- Text excerpt:
Background: Bleeding is a major concern in patients who are treated with anticoagulants. To date, there are no studies of predictors of bleeding in cancer-associated thrombosis patients who receive extended duration low-molecular-weight heparin (LMWH). This study aims to determine the incidence and predictors of bleedings in these patients in a real-world setting.
Methods: A retrospective cohort (chart review) study was conducted from January 2011 to January 2014 at Juravinski Cancer Center, Hamilton, Canada. Consecutive objectively proven venous thromboembolism (VTE) patients were included if they had active cancer and were planned to receive extended duration LMWH (longer than 4 weeks). The primary outcome measure was the incidence of clinically relevant bleeding, which was defined as bleeding that required investigation, an invasive procedure, hospital admission or withholding LMWH for greater than or equal to 3 days. Secondary outcome measures included incidence of major bleeding (defined by bleeding that was associated with drop of hemoglobin at least 20 g/L or required at least 2 units of red blood cell transfusion, bleeding in critical site or fatal bleeding) and incidence of objectively proven recurrent VTE.
Results: Data were available for 1,144 patients with a median follow-up of 8.5 months. The average age (standard deviation, [SD]) of the patients was 63.6 (12.2) years, and 53.6% were female. Concomitant antineoplastic treatment consisted of chemotherapy (45.1%), radiotherapy (5.7%), targeted therapy (1.9%) and combination therapy (17.5%). No antineoplastic treatment was given during the study period to 29.7% of the patients. The cumulative incidence of clinically relevant bleeding was 4.6% at 3 months, 7.3% at 6 months and 10.3% at 12 months, Figure 1. Sites of bleeding were gastrointestinal tract (49.6%), genitourinary tract (16.2%), intracranial (9.0%), muscle and retroperitoneal (8.2%), and others (17.1%). Of the gastrointestinal bleeds, 52.3% occurred in patients who were not documented to have the GI tract as the primary site of malignancy. The cumulative incidence of major bleeding was 5.5% (1.6% of the study cohort had a fatal bleed). At the time of the bleeding event, the mean (SD) hemoglobin was 87.2 (23.1) g/L, mean platelet count (SD) was 251.8 (158.4) x109/L and 61% of patients received a red blood cell transfusion (median 2 unit [range, 1-7]). The independent predictors of bleeding in a multivariable model were hypertension, metastatic disease, prostate cancer, soft tissue sarcoma and recurrent VTE (Table 1.). The presence of brain tumour (primary or secondary) was not statistically significantly associated with an increased risk of clinically relevant bleeding. The cumulative incidence of recurrent VTE was 12.0%. Seventy-six percent of recurrent VTE occurred while patients were receiving anticoagulant therapy.

- Task set:
• a. Answer these questions from the bleeding study abstract, one per line:
(i) At which cancer center was the study done?
(ii) What was the median follow-up for the patients with data?
(iii) What was the cumulative incidence of recurrent VTE?
• b. Sum up the bleeding study abstract in two sentences.
• c. Output the part of the bleeding study abstract that opens with the words containing "Methods: A retrospective" and closes with "proven recurrent VTE.".
The material that comes after the bleeding study abstract has nothing to do with it.

(Phrase grounding data)
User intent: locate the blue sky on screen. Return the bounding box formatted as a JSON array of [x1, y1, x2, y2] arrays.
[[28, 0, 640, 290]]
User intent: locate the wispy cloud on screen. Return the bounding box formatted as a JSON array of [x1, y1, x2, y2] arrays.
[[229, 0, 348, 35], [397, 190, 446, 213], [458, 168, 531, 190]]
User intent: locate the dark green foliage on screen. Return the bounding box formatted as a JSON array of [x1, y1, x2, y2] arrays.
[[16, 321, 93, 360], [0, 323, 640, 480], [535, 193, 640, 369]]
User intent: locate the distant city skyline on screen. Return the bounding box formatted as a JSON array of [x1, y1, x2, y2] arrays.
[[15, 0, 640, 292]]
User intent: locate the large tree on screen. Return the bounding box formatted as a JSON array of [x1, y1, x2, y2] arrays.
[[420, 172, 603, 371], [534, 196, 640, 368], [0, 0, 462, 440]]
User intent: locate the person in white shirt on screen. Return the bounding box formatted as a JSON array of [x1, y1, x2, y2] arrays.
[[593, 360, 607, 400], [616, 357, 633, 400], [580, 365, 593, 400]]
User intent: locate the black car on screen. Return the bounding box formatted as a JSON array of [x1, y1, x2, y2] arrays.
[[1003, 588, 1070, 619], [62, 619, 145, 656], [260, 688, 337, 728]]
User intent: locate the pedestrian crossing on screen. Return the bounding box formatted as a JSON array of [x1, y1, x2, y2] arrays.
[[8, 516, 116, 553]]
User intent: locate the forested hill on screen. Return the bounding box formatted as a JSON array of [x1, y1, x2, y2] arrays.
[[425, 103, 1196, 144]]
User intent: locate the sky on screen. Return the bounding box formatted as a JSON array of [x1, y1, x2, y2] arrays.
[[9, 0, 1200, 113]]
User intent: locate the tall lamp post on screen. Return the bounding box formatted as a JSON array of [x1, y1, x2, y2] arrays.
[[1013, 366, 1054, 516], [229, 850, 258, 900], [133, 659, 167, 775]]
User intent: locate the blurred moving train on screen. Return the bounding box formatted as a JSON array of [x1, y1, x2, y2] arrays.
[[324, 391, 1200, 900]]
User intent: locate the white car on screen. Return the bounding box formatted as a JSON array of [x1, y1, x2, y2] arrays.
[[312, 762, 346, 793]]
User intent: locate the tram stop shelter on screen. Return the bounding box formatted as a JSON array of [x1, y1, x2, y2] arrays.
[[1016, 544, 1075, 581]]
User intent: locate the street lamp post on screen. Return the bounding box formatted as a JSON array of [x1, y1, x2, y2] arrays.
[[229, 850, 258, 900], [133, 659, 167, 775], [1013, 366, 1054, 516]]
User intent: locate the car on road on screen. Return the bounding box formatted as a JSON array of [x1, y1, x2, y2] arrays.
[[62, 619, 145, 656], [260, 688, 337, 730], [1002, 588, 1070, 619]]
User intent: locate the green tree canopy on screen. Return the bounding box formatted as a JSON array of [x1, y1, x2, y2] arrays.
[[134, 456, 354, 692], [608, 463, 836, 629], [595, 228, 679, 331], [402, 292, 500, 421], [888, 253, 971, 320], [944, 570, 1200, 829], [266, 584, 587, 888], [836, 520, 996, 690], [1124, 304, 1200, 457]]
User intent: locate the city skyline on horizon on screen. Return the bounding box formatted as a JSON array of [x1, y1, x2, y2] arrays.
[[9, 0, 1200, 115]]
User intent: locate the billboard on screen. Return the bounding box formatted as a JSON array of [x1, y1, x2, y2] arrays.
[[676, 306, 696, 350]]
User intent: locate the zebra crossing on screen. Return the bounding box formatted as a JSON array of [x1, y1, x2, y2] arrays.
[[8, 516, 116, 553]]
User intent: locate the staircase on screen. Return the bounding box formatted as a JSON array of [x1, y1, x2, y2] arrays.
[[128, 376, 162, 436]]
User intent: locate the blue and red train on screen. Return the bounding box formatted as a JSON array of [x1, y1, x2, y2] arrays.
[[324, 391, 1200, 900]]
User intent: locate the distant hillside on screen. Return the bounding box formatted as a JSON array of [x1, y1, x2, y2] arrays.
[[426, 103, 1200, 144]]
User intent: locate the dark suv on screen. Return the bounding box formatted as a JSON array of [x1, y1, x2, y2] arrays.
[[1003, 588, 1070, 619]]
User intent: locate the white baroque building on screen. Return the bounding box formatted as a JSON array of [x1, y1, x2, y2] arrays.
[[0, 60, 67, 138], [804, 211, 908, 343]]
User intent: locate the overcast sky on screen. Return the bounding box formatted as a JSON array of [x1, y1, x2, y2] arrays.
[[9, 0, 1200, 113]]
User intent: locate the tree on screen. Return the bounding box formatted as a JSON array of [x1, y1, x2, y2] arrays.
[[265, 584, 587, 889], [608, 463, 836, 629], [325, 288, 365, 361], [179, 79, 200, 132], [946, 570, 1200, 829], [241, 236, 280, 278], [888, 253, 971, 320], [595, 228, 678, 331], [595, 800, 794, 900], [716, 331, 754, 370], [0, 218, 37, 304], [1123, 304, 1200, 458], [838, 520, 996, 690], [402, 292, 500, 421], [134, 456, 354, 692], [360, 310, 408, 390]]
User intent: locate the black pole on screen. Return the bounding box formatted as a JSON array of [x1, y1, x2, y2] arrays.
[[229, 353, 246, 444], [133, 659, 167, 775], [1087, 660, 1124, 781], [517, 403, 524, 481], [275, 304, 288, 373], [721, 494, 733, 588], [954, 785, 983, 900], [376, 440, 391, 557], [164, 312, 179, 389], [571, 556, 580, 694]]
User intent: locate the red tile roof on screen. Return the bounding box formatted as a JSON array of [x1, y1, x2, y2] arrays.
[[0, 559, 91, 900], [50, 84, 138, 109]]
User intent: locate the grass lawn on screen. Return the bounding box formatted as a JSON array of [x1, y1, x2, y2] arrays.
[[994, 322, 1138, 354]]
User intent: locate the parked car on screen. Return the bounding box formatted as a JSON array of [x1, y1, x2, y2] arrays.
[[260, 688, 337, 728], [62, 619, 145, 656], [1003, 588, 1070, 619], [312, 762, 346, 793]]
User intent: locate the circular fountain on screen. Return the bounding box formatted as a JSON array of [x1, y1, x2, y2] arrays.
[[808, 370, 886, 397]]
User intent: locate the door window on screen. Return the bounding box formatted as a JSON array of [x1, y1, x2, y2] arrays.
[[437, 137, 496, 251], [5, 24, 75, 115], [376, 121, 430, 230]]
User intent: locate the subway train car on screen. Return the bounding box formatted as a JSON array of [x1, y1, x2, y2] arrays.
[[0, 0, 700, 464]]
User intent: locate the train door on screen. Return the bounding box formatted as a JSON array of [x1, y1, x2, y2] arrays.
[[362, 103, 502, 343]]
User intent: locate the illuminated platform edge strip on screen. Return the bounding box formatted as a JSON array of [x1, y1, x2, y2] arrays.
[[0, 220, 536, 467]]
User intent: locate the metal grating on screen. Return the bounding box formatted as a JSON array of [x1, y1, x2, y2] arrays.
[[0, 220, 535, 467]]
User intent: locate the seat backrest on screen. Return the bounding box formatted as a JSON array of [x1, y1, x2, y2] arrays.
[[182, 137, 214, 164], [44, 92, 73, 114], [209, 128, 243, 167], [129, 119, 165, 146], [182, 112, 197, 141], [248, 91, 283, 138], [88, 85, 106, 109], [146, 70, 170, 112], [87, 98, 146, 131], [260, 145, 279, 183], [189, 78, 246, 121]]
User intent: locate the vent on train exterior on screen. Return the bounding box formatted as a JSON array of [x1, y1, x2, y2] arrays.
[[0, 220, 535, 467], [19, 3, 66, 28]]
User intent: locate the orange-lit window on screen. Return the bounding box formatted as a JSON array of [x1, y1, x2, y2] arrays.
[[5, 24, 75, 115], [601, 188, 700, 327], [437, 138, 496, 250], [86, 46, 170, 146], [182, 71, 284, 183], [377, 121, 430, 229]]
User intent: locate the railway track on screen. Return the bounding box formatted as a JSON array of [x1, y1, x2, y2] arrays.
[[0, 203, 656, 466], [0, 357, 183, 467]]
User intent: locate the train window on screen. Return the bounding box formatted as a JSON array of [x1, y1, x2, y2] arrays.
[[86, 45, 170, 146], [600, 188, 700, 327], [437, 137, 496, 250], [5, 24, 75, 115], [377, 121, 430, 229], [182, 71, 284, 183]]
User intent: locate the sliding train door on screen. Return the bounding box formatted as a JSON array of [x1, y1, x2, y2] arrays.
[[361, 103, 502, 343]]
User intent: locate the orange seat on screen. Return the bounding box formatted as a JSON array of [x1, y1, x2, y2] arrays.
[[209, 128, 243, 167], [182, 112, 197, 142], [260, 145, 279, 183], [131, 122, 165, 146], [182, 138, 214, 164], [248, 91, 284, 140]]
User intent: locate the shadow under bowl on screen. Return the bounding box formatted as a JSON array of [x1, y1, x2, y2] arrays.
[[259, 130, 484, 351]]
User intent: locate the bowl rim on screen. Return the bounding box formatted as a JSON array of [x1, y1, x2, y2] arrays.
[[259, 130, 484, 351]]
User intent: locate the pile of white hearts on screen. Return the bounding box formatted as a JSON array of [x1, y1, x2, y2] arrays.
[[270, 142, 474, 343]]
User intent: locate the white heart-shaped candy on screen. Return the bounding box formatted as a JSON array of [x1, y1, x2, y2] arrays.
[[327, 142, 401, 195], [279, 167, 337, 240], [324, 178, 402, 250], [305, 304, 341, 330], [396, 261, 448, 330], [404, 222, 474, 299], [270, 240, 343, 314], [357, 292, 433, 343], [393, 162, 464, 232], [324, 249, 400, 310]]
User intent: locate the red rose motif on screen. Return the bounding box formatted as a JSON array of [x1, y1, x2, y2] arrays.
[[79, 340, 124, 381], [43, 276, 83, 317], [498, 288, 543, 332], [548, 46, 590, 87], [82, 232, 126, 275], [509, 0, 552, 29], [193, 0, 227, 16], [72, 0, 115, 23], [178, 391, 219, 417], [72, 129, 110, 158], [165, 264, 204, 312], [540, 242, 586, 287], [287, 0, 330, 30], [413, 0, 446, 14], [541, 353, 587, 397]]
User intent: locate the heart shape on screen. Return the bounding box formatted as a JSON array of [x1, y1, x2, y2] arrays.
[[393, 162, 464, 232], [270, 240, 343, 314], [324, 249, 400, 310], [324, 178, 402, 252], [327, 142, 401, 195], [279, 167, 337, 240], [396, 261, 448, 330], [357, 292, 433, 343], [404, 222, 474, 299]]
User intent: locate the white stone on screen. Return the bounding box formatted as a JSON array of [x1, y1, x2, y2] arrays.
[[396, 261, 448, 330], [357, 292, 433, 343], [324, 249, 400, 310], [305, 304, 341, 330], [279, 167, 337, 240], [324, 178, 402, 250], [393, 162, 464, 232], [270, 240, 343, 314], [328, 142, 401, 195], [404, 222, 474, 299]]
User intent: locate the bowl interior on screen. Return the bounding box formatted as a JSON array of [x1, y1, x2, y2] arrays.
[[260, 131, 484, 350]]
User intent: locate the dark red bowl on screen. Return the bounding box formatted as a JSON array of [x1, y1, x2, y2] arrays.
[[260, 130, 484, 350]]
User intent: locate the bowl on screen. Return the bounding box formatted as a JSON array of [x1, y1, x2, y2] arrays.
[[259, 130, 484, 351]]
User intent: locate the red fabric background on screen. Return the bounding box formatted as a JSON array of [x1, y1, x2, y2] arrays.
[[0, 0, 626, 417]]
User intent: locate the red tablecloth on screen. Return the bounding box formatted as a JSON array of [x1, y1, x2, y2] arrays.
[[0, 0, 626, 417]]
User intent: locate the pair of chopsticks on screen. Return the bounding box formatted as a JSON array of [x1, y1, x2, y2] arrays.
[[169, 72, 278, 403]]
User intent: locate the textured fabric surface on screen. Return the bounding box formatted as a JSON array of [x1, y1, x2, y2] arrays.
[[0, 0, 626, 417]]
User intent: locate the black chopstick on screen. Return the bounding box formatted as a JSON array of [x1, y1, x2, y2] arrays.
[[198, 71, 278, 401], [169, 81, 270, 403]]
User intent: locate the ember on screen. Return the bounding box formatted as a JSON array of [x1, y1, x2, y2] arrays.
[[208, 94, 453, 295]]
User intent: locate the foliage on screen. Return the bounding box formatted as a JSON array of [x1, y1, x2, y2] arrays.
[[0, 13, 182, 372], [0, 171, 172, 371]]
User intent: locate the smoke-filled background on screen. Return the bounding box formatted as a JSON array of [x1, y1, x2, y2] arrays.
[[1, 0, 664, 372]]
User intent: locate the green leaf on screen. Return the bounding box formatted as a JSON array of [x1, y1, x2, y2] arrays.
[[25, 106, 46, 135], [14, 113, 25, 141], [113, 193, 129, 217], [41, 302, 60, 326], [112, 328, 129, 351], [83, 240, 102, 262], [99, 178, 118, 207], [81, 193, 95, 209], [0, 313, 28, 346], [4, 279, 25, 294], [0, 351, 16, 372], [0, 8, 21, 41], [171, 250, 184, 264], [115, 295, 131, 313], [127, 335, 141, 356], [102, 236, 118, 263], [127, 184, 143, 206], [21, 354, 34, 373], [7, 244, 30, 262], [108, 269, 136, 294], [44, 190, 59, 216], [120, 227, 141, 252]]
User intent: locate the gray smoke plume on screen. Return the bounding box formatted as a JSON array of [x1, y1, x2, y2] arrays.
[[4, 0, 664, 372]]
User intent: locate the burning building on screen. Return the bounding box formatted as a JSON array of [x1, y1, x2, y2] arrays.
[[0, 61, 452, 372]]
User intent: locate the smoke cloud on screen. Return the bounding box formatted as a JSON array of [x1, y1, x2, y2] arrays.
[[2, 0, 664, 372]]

- Answers below:
• a.
(i) Juravinski Cancer Center, Hamilton, Canada
(ii) 8.5 months
(iii) 12.0%

• b. A retrospective chart review at Juravinski Cancer Center, from January 2011 to January 2014, looked at how often bleeding happened and what predicted it in patients with active cancer and venous thromboembolism who were planned to receive extended-duration low-molecular-weight heparin. Among 1,144 patients, the cumulative incidence of clinically relevant bleeding reached 10.3% at 12 months, and hypertension, metastatic disease, prostate cancer, soft tissue sarcoma and recurrent VTE were independent predictors of bleeding.

• c.
Methods: A retrospective cohort (chart review) study was conducted from January 2011 to January 2014 at Juravinski Cancer Center, Hamilton, Canada. Consecutive objectively proven venous thromboembolism (VTE) patients were included if they had active cancer and were planned to receive extended duration LMWH (longer than 4 weeks). The primary outcome measure was the incidence of clinically relevant bleeding, which was defined as bleeding that required investigation, an invasive procedure, hospital admission or withholding LMWH for greater than or equal to 3 days. Secondary outcome measures included incidence of major bleeding (defined by bleeding that was associated with drop of hemoglobin at least 20 g/L or required at least 2 units of red blood cell transfusion, bleeding in critical site or fatal bleeding) and incidence of objectively proven recurrent VTE.